EXERCISE GOAL: Count the lines in the records below that contain the string "daffodil" and reply with that number alone.
-*-*-
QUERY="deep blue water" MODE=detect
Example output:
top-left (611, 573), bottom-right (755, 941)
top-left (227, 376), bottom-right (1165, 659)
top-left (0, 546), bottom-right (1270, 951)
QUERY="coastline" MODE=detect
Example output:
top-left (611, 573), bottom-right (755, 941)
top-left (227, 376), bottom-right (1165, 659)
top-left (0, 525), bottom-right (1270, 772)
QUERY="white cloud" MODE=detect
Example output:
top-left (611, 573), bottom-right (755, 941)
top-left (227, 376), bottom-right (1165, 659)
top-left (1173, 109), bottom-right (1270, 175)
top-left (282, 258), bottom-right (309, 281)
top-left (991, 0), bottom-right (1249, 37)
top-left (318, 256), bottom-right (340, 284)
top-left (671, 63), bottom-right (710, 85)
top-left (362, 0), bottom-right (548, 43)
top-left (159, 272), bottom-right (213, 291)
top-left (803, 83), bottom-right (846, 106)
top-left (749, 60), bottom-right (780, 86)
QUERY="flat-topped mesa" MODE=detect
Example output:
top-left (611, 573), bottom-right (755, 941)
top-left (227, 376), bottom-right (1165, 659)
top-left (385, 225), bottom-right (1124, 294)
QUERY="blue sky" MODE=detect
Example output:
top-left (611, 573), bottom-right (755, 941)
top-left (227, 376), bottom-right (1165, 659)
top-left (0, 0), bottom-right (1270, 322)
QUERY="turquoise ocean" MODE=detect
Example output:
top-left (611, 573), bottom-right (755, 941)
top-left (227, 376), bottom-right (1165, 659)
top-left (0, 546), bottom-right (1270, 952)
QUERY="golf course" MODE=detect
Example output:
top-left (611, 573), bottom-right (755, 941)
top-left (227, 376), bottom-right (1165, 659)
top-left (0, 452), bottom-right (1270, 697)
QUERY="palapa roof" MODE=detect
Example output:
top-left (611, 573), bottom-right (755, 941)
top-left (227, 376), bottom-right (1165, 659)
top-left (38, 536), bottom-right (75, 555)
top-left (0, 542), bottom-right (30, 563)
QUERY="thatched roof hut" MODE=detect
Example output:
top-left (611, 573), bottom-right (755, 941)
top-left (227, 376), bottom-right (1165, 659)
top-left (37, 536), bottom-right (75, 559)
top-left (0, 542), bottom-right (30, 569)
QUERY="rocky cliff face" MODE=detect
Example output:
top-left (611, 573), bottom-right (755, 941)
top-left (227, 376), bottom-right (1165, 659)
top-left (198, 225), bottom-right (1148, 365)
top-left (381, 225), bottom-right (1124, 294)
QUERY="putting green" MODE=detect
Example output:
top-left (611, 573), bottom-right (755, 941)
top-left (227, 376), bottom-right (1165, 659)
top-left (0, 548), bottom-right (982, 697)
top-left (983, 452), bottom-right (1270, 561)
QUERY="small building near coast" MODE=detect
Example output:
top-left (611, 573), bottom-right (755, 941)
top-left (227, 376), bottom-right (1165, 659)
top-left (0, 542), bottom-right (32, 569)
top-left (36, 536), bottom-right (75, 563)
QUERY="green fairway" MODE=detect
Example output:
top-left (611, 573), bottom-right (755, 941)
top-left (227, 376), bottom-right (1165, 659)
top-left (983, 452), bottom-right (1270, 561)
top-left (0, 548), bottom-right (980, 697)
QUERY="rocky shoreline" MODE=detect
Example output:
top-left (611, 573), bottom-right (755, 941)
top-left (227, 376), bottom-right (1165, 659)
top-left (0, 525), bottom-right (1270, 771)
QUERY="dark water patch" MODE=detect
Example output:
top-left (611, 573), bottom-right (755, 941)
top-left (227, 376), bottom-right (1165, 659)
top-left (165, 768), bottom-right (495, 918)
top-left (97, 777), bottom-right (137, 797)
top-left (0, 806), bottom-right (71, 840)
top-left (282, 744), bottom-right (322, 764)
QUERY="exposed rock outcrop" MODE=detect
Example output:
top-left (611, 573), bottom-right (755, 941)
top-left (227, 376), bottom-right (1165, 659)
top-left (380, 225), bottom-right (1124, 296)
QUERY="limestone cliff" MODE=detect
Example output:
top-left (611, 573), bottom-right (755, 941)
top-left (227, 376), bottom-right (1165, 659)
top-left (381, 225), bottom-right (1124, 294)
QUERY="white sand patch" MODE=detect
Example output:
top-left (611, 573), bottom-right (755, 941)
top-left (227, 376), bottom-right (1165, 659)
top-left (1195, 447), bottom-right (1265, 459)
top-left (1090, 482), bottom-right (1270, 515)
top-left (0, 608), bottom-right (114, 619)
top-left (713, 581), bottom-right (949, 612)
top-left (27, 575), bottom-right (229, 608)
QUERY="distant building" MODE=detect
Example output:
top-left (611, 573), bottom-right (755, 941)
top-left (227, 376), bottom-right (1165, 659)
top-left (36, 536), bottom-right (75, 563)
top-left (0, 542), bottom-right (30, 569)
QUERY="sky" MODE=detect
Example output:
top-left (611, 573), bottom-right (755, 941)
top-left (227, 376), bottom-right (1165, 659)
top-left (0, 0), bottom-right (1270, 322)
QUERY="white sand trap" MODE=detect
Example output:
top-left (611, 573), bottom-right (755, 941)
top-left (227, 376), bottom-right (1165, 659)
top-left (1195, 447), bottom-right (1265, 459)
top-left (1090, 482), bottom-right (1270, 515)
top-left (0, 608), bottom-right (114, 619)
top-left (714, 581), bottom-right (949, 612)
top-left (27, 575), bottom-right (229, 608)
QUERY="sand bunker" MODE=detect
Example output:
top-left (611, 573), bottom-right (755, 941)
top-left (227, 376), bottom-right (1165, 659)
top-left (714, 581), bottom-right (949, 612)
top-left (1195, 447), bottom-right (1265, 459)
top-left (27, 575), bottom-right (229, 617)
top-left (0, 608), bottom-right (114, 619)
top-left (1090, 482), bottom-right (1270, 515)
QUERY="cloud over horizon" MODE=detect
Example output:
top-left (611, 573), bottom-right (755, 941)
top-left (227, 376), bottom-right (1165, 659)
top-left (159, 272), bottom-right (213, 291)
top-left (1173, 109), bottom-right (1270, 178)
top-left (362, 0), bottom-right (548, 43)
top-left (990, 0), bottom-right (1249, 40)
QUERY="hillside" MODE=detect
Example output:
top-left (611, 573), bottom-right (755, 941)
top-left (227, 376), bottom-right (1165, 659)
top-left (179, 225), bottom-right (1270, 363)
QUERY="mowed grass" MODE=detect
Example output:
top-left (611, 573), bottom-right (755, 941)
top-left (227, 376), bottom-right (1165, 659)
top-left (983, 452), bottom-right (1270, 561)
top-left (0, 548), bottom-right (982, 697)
-*-*-
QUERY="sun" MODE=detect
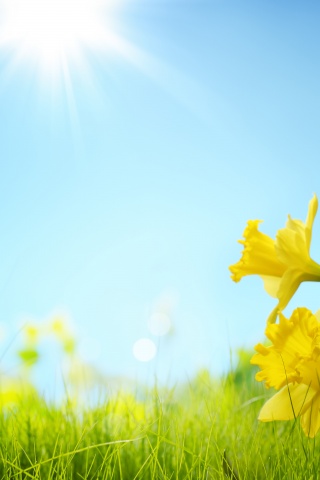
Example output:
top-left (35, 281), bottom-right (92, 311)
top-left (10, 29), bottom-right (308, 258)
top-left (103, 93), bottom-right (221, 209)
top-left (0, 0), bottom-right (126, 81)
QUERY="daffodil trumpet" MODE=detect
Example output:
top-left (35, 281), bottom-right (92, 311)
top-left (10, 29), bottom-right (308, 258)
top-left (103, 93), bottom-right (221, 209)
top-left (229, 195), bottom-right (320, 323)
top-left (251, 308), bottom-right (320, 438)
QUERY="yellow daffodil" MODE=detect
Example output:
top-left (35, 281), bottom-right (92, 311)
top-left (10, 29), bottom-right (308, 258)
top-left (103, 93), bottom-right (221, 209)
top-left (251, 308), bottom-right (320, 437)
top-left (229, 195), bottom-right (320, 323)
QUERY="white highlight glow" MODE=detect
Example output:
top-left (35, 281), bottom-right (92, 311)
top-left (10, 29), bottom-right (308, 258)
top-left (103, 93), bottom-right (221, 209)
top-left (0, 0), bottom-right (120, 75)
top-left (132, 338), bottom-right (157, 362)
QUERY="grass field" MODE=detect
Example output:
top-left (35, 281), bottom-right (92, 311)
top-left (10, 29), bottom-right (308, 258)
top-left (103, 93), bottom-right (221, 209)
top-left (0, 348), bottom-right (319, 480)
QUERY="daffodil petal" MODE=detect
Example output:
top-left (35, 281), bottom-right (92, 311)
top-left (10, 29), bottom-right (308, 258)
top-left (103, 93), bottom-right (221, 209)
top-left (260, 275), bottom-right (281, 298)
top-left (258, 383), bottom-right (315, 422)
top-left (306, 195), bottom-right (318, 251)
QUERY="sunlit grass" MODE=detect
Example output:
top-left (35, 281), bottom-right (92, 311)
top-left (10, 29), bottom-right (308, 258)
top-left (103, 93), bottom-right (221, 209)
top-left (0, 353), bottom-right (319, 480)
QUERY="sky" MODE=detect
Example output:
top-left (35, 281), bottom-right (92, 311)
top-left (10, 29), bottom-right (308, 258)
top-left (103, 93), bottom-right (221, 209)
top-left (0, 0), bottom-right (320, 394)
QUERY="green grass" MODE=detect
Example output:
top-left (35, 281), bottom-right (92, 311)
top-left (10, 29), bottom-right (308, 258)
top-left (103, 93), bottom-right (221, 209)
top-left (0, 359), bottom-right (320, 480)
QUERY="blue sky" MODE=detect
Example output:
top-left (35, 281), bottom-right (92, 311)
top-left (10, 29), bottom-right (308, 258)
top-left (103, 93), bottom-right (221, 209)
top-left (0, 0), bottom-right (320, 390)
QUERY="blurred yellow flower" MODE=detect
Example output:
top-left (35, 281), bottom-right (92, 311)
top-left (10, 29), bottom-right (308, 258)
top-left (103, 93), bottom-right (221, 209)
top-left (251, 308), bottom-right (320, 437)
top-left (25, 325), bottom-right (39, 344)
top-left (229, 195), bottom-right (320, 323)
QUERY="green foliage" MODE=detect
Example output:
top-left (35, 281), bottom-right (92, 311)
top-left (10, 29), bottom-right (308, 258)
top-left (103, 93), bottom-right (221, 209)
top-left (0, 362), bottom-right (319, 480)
-*-*-
TASK OUTPUT: 3